* Data shown
------------------------------------

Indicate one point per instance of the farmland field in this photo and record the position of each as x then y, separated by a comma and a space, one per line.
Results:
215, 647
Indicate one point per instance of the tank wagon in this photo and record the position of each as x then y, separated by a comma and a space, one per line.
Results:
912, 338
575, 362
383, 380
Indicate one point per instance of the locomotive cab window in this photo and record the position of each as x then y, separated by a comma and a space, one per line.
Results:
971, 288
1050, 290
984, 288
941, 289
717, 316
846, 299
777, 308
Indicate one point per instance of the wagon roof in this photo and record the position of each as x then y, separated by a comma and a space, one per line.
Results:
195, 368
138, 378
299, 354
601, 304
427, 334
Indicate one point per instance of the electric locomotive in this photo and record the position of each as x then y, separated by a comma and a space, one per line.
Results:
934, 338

------------------------------------

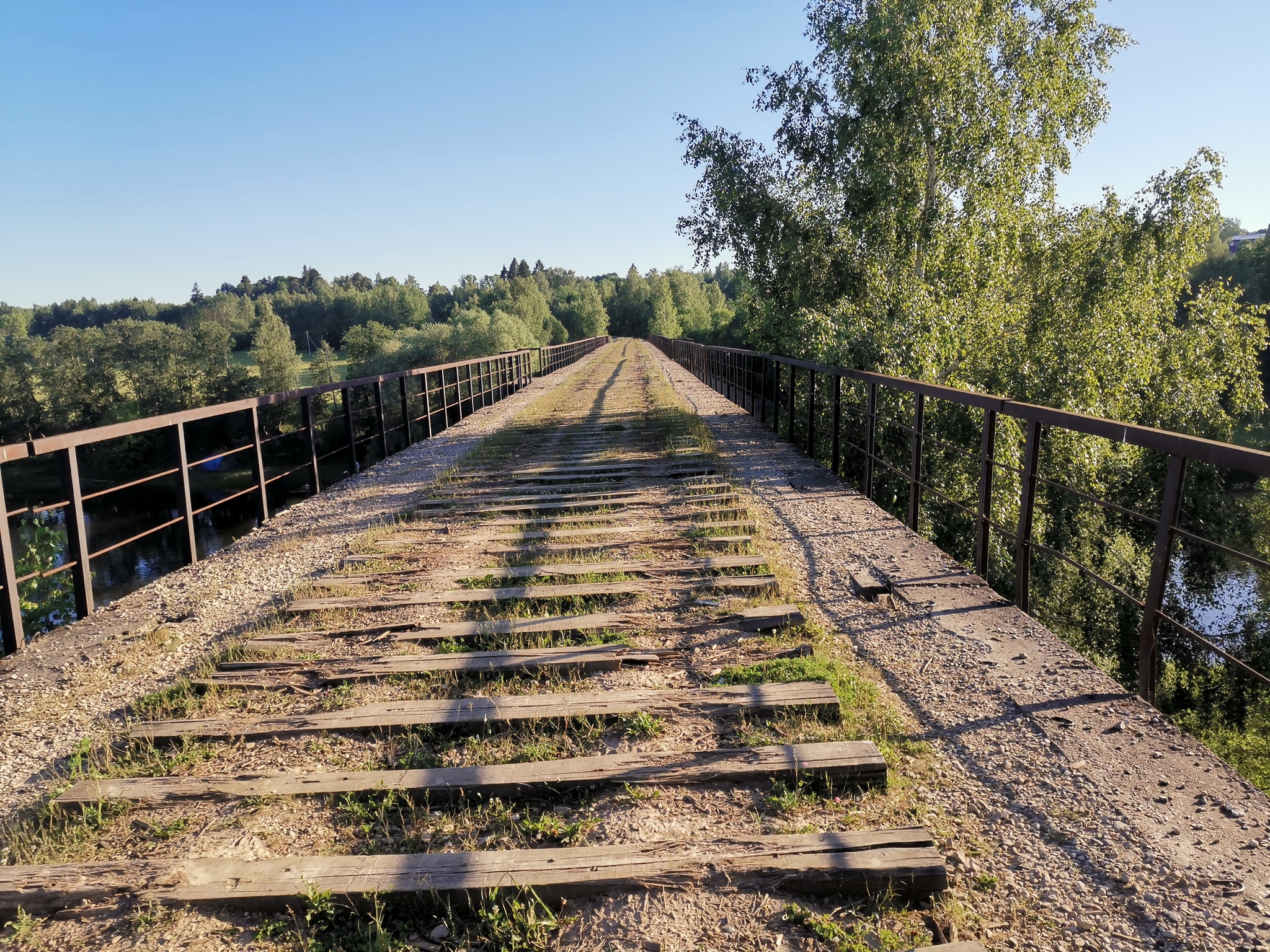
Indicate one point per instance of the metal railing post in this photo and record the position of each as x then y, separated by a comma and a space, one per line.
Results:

------------------------------------

* What is needed
In the listing above, find the line with "Indicate one point per instance of the farmland" and the line with "Indicate one point per instance of the tank", then reproduce both and every line between them exactly.

* Exercise solution
Indicate one point per instance of the farmland field in this photo and record the position of each as x then y, separated by a comma and a space, one per line.
Results:
215, 647
Indicate one point per instance of the tank wagon in this photo and record the position of each as x then y, separated by a comma and a space, one per line.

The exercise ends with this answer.